====== Exercise input ======
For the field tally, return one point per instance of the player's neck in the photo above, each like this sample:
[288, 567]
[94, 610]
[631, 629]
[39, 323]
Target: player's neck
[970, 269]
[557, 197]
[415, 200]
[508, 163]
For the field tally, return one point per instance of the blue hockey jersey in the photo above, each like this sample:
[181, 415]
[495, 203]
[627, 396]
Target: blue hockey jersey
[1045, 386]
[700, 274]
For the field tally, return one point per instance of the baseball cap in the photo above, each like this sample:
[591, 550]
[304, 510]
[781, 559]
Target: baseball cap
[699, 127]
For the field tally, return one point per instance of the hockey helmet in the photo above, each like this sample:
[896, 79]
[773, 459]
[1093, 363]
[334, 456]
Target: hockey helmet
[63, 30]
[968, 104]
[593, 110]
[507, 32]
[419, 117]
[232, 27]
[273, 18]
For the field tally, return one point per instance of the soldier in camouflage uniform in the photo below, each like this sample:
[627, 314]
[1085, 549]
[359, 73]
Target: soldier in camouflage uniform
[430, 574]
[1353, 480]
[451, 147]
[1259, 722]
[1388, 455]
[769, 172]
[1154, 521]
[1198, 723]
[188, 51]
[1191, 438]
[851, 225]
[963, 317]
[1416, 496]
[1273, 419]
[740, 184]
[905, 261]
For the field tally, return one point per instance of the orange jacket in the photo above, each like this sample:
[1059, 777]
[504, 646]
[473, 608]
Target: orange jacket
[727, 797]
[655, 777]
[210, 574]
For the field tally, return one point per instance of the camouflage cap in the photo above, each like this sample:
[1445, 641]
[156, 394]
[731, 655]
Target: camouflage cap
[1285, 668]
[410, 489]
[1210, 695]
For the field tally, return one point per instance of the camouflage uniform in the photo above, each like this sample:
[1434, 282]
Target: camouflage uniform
======
» **Job**
Put every line of the rows above into a JSON list of strings, one string per line, leaving out any blank lines.

» **Exercise solution**
[
  "For the field tally, return one point per instance of the player's neck in the photo above, each like this sample:",
  "[288, 567]",
  "[94, 610]",
  "[631, 629]",
  "[39, 323]",
  "Target: player's neck",
  "[970, 269]",
  "[557, 197]",
  "[415, 200]",
  "[508, 163]",
  "For the field tally, return one point per instance of the blue hockey jersey in the photo above, each like this sample:",
  "[181, 415]",
  "[495, 203]",
  "[627, 396]",
  "Target: blue hockey jersey",
  "[1045, 386]",
  "[700, 274]",
  "For the field tally, return one point per instance of the baseball cap in the photo above, each like this sample:",
  "[591, 550]",
  "[304, 510]",
  "[781, 559]",
  "Target: baseball cap",
  "[699, 127]",
  "For the field tally, return one point per instance of the hockey helmet in the photo above, each like this sample:",
  "[896, 79]",
  "[773, 459]",
  "[1093, 363]",
  "[334, 456]",
  "Target: hockey helmet",
  "[63, 30]",
  "[968, 104]",
  "[593, 110]",
  "[507, 32]",
  "[419, 117]",
  "[232, 27]",
  "[273, 18]",
  "For the field tally, return one point per instance of the soldier in camouflage uniform in the photo below, each like this sample:",
  "[627, 314]",
  "[1085, 549]",
  "[359, 73]",
  "Target: soldier in camouflage uniform",
  "[430, 574]",
  "[1353, 480]",
  "[451, 147]",
  "[1259, 722]",
  "[1388, 455]",
  "[769, 172]",
  "[1154, 521]",
  "[1198, 723]",
  "[188, 51]",
  "[1191, 438]",
  "[851, 225]",
  "[963, 317]",
  "[1416, 496]",
  "[1273, 419]",
  "[740, 184]",
  "[905, 261]",
  "For the field tally, return one point per instance of the orange jacket in the photo above, each like this sample:",
  "[1059, 777]",
  "[504, 646]",
  "[473, 608]",
  "Target: orange jacket",
  "[727, 797]",
  "[655, 777]",
  "[210, 574]",
  "For the field tally, return one point per instance of the camouflage cap in the photo above, each like this sample:",
  "[1445, 641]",
  "[156, 394]",
  "[731, 655]",
  "Target: camouflage cap",
  "[1285, 668]",
  "[410, 489]",
  "[1210, 695]",
  "For the field tally, return one point per instance of the camouflage uniform in the photo above, each like this sample:",
  "[1434, 282]",
  "Target: camouflage uniform"
]